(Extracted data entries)
☆ ☆ ☆ ☆ ☆

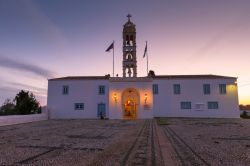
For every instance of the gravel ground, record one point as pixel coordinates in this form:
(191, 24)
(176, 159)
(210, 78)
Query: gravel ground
(209, 141)
(80, 142)
(186, 141)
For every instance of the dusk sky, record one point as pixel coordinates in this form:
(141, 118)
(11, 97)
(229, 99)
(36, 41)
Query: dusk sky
(43, 39)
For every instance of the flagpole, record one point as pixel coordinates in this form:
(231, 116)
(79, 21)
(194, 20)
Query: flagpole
(147, 57)
(113, 58)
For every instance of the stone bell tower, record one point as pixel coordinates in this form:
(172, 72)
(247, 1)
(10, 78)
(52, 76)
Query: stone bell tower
(129, 63)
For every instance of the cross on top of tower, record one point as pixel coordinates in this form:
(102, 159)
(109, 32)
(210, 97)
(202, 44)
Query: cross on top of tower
(129, 16)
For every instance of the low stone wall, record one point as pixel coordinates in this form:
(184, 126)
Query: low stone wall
(247, 111)
(16, 119)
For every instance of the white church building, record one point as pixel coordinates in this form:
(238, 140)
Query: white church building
(132, 97)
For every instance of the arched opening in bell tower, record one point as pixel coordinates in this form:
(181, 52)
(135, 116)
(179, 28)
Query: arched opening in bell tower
(129, 49)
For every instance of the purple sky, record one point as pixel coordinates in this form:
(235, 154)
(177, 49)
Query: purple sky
(45, 39)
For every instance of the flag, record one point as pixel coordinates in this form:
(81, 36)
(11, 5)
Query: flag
(145, 51)
(110, 47)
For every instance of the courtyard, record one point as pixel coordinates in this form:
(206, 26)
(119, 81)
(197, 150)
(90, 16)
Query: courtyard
(171, 141)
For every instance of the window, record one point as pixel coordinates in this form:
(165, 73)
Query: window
(155, 88)
(79, 106)
(212, 105)
(65, 89)
(177, 89)
(206, 89)
(223, 88)
(186, 105)
(101, 90)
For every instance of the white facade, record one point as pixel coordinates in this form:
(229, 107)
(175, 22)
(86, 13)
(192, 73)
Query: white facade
(132, 97)
(117, 92)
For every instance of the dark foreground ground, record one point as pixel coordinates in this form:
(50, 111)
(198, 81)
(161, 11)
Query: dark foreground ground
(123, 142)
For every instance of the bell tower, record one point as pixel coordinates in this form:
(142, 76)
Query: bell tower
(129, 63)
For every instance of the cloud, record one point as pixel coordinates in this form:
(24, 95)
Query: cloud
(26, 67)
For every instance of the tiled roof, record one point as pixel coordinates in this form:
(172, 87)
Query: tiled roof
(81, 78)
(209, 76)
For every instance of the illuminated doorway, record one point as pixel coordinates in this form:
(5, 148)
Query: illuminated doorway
(130, 101)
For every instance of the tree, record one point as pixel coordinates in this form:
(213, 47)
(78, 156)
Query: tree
(26, 103)
(8, 108)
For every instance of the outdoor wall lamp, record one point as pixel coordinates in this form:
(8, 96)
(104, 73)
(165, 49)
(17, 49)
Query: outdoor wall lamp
(115, 97)
(146, 98)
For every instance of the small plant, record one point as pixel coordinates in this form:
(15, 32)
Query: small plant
(244, 115)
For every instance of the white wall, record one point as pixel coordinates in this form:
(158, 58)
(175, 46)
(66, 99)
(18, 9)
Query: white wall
(80, 91)
(17, 119)
(167, 104)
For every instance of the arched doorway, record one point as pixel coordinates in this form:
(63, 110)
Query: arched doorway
(130, 102)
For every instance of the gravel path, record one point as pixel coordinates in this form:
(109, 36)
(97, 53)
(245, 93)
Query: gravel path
(80, 142)
(209, 141)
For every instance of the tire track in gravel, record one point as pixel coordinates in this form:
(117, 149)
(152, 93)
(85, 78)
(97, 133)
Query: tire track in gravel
(186, 155)
(142, 151)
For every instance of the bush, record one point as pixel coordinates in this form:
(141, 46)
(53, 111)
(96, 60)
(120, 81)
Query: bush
(244, 115)
(23, 104)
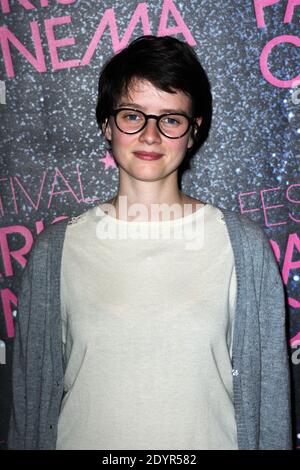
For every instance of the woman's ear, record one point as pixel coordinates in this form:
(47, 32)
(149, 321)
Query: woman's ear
(106, 129)
(195, 129)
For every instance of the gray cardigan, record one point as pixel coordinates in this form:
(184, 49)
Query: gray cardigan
(259, 364)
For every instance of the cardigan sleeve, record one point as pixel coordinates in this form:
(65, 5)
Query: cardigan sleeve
(37, 383)
(275, 405)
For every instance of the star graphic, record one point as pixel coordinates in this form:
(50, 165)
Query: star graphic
(108, 160)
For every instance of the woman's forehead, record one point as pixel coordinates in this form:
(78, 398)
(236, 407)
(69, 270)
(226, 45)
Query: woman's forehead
(145, 94)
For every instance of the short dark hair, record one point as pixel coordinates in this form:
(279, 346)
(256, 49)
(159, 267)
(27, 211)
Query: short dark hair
(166, 62)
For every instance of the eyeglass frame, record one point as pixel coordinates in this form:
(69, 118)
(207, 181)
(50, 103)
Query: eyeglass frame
(191, 121)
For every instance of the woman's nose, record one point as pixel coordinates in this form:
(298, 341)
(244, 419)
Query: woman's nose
(150, 133)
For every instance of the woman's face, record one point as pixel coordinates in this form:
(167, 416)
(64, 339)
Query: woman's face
(146, 97)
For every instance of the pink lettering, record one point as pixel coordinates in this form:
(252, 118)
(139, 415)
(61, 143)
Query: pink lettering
(8, 299)
(296, 201)
(241, 202)
(6, 36)
(109, 19)
(259, 6)
(54, 43)
(290, 10)
(24, 3)
(69, 190)
(164, 30)
(288, 264)
(1, 204)
(276, 249)
(264, 61)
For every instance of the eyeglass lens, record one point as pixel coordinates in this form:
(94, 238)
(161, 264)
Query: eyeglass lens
(172, 125)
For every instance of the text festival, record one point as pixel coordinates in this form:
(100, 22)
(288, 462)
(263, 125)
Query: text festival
(169, 10)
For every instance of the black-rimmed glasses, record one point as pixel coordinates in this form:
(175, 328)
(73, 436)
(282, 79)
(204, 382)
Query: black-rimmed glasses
(172, 125)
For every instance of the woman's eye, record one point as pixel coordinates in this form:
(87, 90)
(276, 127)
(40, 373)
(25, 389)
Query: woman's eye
(171, 121)
(132, 117)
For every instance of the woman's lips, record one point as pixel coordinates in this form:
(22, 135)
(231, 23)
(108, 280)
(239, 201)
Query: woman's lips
(148, 155)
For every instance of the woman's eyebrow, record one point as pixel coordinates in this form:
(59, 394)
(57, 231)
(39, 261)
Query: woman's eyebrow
(161, 111)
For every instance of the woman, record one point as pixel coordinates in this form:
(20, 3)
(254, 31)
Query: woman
(144, 332)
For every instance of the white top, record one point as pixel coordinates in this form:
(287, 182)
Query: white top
(147, 334)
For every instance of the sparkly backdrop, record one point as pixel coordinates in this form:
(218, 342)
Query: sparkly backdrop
(54, 161)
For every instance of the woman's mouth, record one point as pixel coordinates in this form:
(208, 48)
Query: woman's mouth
(148, 155)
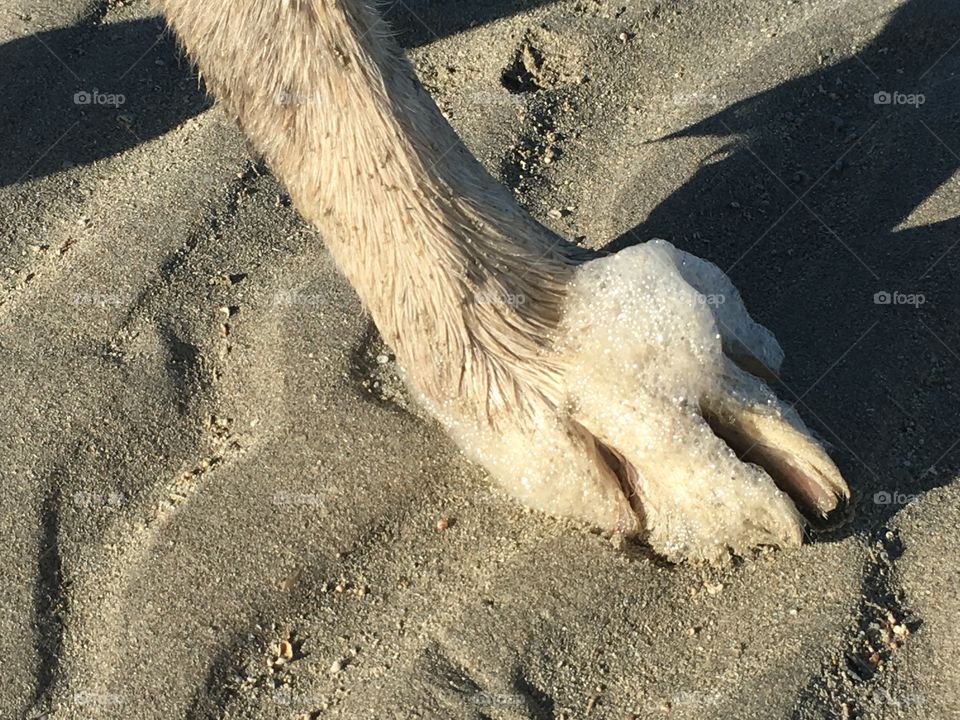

☆ ☆ ☆ ☆ ☆

Identify every line in the items above that contains the string "lens", and copy each of those lines in full.

For every instance of the eyeglass lens, record one point as pixel coordinates in this form:
Query: eyeglass lens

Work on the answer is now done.